WHAT YOU WILL DO » All records should be reproduced verbatim.

Collected data:
# # # # # # #
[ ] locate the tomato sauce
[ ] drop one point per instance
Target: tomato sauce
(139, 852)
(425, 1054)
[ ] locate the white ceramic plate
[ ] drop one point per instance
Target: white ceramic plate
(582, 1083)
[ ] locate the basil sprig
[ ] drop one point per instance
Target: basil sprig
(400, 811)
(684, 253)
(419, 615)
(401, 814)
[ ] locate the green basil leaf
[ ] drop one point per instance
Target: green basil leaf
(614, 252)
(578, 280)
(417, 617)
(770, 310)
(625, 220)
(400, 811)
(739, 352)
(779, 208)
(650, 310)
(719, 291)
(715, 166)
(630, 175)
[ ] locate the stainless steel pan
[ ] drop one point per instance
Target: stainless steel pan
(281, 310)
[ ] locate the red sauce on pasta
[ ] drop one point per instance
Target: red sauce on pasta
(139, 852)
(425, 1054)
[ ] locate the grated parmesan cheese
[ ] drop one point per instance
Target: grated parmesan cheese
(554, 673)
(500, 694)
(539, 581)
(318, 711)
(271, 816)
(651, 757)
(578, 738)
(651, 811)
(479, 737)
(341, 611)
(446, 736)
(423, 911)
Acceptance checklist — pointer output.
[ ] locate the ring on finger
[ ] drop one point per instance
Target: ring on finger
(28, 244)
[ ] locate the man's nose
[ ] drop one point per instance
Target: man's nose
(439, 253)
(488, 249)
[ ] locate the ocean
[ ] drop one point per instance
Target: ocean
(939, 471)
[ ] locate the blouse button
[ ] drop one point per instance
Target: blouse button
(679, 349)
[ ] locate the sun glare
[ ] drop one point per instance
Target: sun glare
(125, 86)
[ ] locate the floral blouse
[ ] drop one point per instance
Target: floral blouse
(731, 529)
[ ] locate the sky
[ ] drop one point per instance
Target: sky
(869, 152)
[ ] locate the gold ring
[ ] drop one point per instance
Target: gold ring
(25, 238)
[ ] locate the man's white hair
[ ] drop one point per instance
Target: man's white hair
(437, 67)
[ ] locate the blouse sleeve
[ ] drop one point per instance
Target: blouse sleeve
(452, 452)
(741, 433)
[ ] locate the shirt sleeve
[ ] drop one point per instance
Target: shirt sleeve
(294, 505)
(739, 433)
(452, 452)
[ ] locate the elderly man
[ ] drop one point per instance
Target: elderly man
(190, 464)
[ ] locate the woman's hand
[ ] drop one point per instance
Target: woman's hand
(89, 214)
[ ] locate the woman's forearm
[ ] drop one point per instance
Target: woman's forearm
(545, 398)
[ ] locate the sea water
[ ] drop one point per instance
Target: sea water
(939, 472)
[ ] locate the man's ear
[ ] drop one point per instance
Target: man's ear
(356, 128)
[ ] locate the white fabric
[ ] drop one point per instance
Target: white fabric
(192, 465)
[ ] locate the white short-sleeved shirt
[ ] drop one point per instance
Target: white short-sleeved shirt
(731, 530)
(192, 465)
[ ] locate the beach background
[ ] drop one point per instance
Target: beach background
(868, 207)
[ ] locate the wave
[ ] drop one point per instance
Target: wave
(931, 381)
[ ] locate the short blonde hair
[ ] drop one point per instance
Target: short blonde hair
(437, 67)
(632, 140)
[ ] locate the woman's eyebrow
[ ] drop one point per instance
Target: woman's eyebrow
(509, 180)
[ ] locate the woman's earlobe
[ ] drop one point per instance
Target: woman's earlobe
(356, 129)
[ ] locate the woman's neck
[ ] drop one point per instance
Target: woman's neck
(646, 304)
# # # # # # #
OUTPUT OF THE EXERCISE »
[ ] locate the tomato sauce
[ ] drop one point per instance
Target: tomato sauce
(139, 852)
(425, 1054)
[ ] locate the white ceramic plate
[ ] drop one point per instance
Target: white ceramic plate
(582, 1083)
[ ] locate the basil sprig
[ ] drop one point per instance
Target: basil sprig
(400, 811)
(684, 253)
(419, 615)
(401, 814)
[ ] locate the green basil leaf
[ ] drop one point per instance
Target: green basil leaf
(614, 252)
(578, 280)
(417, 617)
(770, 310)
(625, 220)
(400, 811)
(739, 352)
(779, 208)
(650, 310)
(719, 291)
(715, 166)
(630, 175)
[ ] locate the stainless steel pan
[ ] drop one point per instance
Target: stainless steel pan
(281, 310)
[ ] locate the red sauce on pasta
[ ] drop one point per instance
Target: red sauce on pasta
(139, 852)
(425, 1054)
[ ] locate the grated parmesan cheese
[ ] drop one point per instance
Target: grated parmesan cheese
(554, 673)
(500, 694)
(539, 581)
(318, 711)
(271, 816)
(651, 757)
(578, 738)
(651, 811)
(479, 737)
(341, 611)
(446, 736)
(423, 911)
Acceptance checklist — pointer output.
[ ] locate the ring on finger
[ ] drop one point per instance
Target: ring on finger
(28, 244)
[ ] locate the man's nose
[ ] drop one point per instance
Target: man's nose
(439, 253)
(488, 249)
[ ] locate the ocean
[ ] drop one point per instance
Target: ocean
(939, 471)
[ ] locate the blouse button
[ ] drop one point per instance
Target: blouse button
(679, 349)
[ ] locate the sun glare
[ ] drop one point per instance
Target: sun glare
(125, 86)
[ ] locate the floral blouse
[ ] drop one point per instance
Target: floral blouse
(731, 529)
[ ] locate the sky
[ ] drop one point per instance
Target: sky
(869, 152)
[ ] locate the gold ring
[ ] drop one point per instance
Target: gold ring
(25, 238)
[ ] locate the man's white hair
[ ] drop one point per instance
Target: man's white hair
(437, 67)
[ ] locate the blouse sleeve
[ ] drop one point per instance
Target: blouse sleeve
(452, 452)
(741, 433)
[ ] locate the shirt sleeve
[ ] drop one point per instance
Target: shirt sleeve
(294, 505)
(739, 433)
(452, 452)
[ ] locate the elderly man
[ ] drop one point per instance
Target: elderly man
(190, 464)
[ ] locate the woman's hand
[ ] drop one point per instance
Target: woman's hand
(89, 214)
[ ] locate the woman's forearm
[ ] drop one point per instance
Target: woman's forearm
(545, 398)
[ ] locate the sea water
[ ] drop one point per instance
Target: sea water
(939, 472)
[ ] locate the man's ear
[ ] drop one point per instance
Target: man's ear
(356, 128)
[ ] locate the white fabric
[ ] drop one point per instance
Target: white fabric
(192, 465)
[ ] locate the white short-sleeved shirt
[ ] drop one point per instance
Target: white short-sleeved shirt
(731, 530)
(192, 465)
[ ] locate the beach background
[ ] drop one point per instance
Target: beach background
(868, 207)
[ ] locate the wave
[ ] drop one point per instance
Target: wave
(931, 381)
[ ] locate the short blonde hair
[ ] drop one point per instance
Target: short blonde hair
(437, 67)
(632, 140)
[ ] locate the woman's eyebrow
[ ] drop one point per instance
Target: woman's eyebrow
(509, 180)
[ ] locate the woman's earlobe
[ ] drop one point per instance
Target: woman's earlobe
(356, 129)
[ ] locate the woman's neck
[ ] drop one point per instance
Target: woman's neck
(646, 304)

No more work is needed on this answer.